◆ **YOUR OBJECTIVE**:
Rewrite the entries from the line containing "Task: pick out the white blossom cluster." through the end of the entries, requests included, and offset every pixel coordinate in the answers by adding 90. Leave the pictures out.

#####

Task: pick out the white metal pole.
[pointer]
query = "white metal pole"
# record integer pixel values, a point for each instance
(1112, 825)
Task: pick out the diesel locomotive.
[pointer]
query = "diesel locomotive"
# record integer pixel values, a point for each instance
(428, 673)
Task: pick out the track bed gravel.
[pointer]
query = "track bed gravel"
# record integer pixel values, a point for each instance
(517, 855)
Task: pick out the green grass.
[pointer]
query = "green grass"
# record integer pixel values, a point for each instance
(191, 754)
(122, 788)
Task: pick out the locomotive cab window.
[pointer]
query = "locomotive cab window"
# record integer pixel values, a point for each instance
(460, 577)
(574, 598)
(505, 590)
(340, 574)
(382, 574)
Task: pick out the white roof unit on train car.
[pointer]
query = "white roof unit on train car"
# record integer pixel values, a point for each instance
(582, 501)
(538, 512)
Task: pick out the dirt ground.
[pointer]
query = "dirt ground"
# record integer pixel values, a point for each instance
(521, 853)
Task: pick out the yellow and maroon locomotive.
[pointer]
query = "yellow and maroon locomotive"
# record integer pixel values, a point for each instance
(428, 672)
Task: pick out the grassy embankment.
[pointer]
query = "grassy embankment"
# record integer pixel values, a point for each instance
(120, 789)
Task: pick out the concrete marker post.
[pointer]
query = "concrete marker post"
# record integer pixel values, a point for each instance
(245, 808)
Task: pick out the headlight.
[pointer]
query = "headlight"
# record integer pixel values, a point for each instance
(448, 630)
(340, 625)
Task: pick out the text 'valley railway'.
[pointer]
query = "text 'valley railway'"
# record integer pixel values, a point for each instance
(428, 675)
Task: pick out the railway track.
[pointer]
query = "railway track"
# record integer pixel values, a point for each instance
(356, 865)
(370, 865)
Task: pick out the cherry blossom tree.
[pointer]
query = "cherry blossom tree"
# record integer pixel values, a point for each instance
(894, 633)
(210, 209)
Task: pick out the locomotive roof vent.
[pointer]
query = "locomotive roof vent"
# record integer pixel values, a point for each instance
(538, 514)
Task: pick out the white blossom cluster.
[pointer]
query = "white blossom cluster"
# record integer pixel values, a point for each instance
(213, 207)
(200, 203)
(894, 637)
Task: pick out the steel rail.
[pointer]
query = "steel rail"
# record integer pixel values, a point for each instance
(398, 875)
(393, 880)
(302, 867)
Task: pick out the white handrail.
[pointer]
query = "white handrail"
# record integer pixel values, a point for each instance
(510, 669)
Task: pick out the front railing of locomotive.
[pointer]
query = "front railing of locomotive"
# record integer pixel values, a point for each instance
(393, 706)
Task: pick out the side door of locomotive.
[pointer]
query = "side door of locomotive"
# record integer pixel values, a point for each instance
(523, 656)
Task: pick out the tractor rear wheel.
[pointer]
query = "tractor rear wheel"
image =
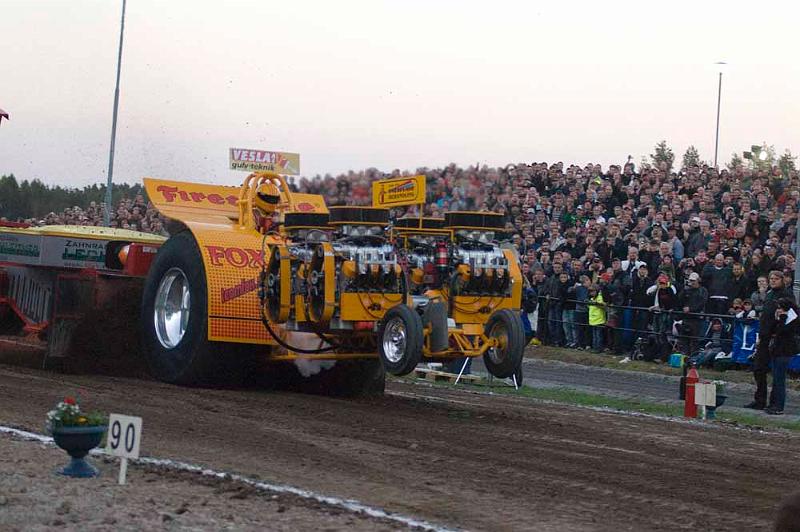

#####

◆ **WRITTEN REPLY**:
Task: pick out the white blossom cluster.
[pointer]
query = "white blossom cluster"
# record integer pixel values, a point for each instance
(303, 297)
(290, 293)
(984, 727)
Task: pick out the steel rail.
[pointer]
query = "steel rail"
# record integer pixel values, a point for each instance
(488, 965)
(483, 970)
(392, 957)
Task: pick out the white handrail.
[pointer]
query = "white handrail"
# record integer pixel values, a point for each instance
(600, 759)
Task: pick out the front railing of locomotive.
[pointer]
query = "front railing of locomotive"
# record integer pixel values, a point for each instance
(483, 796)
Task: pick out the side door of locomotive.
[pointer]
query = "side door of locomotive"
# record integer pixel values, a point for each instance
(613, 746)
Task: pick out the tractor rear wheel.
[pointer]
query = "tractor rear wheel"
image =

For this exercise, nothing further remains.